Start of DOCUMENT PASSAGE

IT WAS a simple request.
In the spring of 1994, Maureen O'Connell of Falmouth asked to see the standardized test her son's fourth-grade class had just taken. Like most states, Massachusetts "assesses" its public school students in the fourth, eighth, and 10th grades every two years, testing them in reading, math, science and social studies. As a parent, a taxpayer and a member of the Falmouth School Committee, O'Connell felt she ought to know something about these tests, known as the Massachusetts Educational Assessment Program, or MEAP. She assumed that school officials would be glad to provide copies for her to look at.
She assumed wrong.
The MEAP tests are "confidential," Peter Clark, Falmouth's deputy superintendent, told her. "They belong to the state." O'Connell pointed out that as an elected official, she had earned a certain measure of state authority. But Clark was adamant: The tests were off-limits.
That fall the MEAP scores were released. They were dreadful, even worse than the 1992 results, despite the much-ballyhooed Education Reform Act that had taken effect in 1993. O'Connell's curiosity about the "assessments" mounted.
She studied the new education law -- one of many copycat statutes passed nationwide, all aligned with the federal "Goals 2000" program. She learned that if a district scored poorly enough on the MEAP, the state could take over its schools. She puzzled over the law's mandate that every student be assigned "a unique and confidential identification number," with information on each student gathered in permanent files. When she saw the US government's 300-page "handbook" of data to be compiled on every child in America, she grew uneasy.
It struck O'Connell as odd that while the Department of Education claimed that MEAP scores would not be calculated individually, every answer sheet was bar-coded. It also struck her as odd that there was not one version of the test for each grade but more than a dozen. And another thing: Why did the MEAP include personal questions? According to a summary of the test published by the Education Department, fourth-graders were quizzed on how frequently they talked about school at home and how well their parents spoke English. O'Connell wanted to know what else these kids were being asked -- and why the state didn't want her to find out.
When the 1996 MEAP season arrived, she approached Clark (who by now had become superintendent) and again asked to see the 1994 series. He refused but did allow her and another School Committee member to view specimens of the 1996 test. She was shown one sample each of the multiple-choice portion of the fourth-, eighth-, and 10th-grade tests. But she was not shown the essay questions; she could view the tests only in Clark's office; and she was forbidden to take notes.

End of DOCUMENT PASSAGE
Start of SOURCE MATERIAL

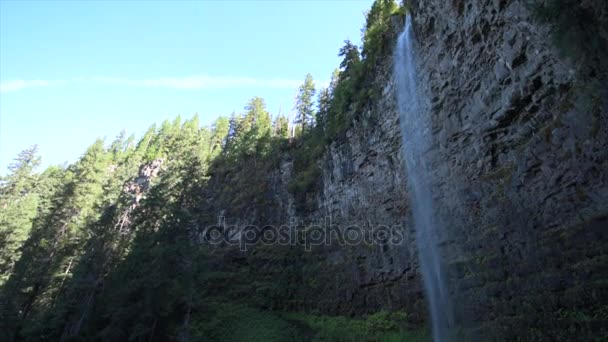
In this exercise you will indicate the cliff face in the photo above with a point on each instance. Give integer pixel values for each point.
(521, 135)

End of SOURCE MATERIAL
Start of SOURCE MATERIAL

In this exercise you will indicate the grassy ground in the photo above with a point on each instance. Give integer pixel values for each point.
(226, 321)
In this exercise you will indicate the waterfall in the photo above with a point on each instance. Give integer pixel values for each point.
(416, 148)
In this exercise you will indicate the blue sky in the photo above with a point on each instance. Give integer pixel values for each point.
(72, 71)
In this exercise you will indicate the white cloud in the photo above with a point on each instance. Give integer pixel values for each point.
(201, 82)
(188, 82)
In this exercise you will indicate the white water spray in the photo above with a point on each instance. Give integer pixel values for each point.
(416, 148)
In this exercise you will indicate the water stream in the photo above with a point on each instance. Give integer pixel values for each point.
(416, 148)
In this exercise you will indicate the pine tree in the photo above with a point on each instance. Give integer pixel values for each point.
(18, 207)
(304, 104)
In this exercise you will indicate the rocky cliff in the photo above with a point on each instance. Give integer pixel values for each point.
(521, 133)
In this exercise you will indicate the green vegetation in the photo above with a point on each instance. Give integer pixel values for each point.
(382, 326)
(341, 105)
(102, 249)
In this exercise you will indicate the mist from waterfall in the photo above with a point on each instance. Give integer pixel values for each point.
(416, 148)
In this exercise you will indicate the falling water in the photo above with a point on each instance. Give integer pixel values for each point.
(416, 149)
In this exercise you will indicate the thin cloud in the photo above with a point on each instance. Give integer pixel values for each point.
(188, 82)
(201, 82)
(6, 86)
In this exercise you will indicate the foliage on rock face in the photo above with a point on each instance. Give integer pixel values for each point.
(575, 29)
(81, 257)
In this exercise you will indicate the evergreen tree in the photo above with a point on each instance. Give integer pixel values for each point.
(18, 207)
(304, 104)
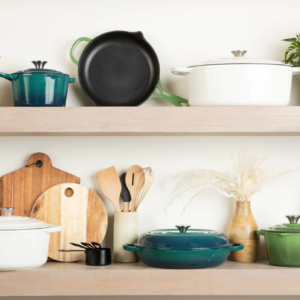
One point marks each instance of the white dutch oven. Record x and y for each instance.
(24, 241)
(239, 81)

End of SOURCE MATERIAL
Start of SOURCE MATERIAL

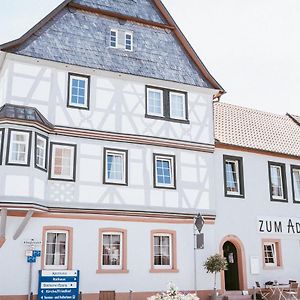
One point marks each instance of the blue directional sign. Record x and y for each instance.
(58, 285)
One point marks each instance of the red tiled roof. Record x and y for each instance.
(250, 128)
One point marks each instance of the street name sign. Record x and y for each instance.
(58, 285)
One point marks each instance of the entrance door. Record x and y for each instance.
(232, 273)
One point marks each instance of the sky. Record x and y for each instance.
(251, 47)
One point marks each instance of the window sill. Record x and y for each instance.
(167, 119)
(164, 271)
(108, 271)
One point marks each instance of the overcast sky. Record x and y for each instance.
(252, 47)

End of SOURCE MATERIAL

> [PROBLEM STATEMENT]:
In the passage on the Massachusetts school tests, what reason did Peter Clark give Maureen O'Connell in 1994 for refusing to let her see her son's test? Answer in one to three sentences.

> [ANSWER TO THIS PROBLEM]:
Clark told her the MEAP tests were "confidential" because "they belong to the state."